=== Supplied text ===
= = = =

Andrey Kryukov

Personal information
- Other names: Andrey Kryukov Andrey Kryukov Andrei Krukov
- Born: January 7, 1971 (age 55) Karaganda, Soviet Union
- Height: 1.905 m (6 ft 3 in)

Figure skating career
- Country: Azerbaijan Kazakhstan
- Retired: 2001

Medal record
Representing Kazakhstan
Pairs' Figure skating
Asian Winter Games
| Silver medal – second place | 1999 Gangwon | Pairs |
| Silver medal – second place | 1996 Harbin | Pairs |

= Andrei Krukov =

Kazakh-Azerbaijani pair skater

Andrey Kryukov (born January 7, 1971) is a former pair skater who competed internationally for both Kazakhstan and Azerbaijan. He competed through 1998 with Marina Khalturina for Kazakhstan. They placed 14th at the 1998 Winter Olympics. Following the dissolution of that partnership, he teamed up with Inga Rodionova to compete for Azerbaijan and was the 2000 Azerbaijan national champion. After retiring from competition, he began coaching in the United States. He was the coach of Luiz Manella and Isadora Williams. He currently coaches at Ashburn Ice House.

= = = =

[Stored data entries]
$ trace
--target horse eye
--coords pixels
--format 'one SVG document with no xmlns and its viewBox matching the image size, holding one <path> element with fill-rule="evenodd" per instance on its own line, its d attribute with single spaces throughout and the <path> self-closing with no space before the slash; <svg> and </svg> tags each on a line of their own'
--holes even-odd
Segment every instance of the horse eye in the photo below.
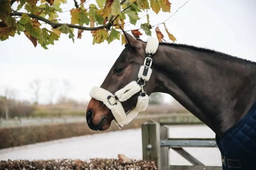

= = = =

=== Complete the following ===
1 > Condense the paragraph of the Kryukov biography that begins "Andrey Kryukov (born January 7, 1971) is a former pair skater" into a bulleted list that keeps its main facts.
2 > Duplicate the stretch of the Kryukov biography from "Medal record" through "Ashburn Ice House.".

=== Results for each task ===
1 >
- Born January 7, 1971; former pair skater who competed for Kazakhstan and Azerbaijan
- Skated with Marina Khalturina for Kazakhstan through 1998; they placed 14th at the 1998 Winter Olympics
- Then partnered with Inga Rodionova for Azerbaijan and won the 2000 Azerbaijan national title
- Became a coach in the United States after retiring, working with Luiz Manella and Isadora Williams
- Currently coaches at Ashburn Ice House

2 >
Medal record
Representing Kazakhstan
Pairs' Figure skating
Asian Winter Games
| Silver medal – second place | 1999 Gangwon | Pairs |
| Silver medal – second place | 1996 Harbin | Pairs |

= Andrei Krukov =

Kazakh-Azerbaijani pair skater

Andrey Kryukov (born January 7, 1971) is a former pair skater who competed internationally for both Kazakhstan and Azerbaijan. He competed through 1998 with Marina Khalturina for Kazakhstan. They placed 14th at the 1998 Winter Olympics. Following the dissolution of that partnership, he teamed up with Inga Rodionova to compete for Azerbaijan and was the 2000 Azerbaijan national champion. After retiring from competition, he began coaching in the United States. He was the coach of Luiz Manella and Isadora Williams. He currently coaches at Ashburn Ice House.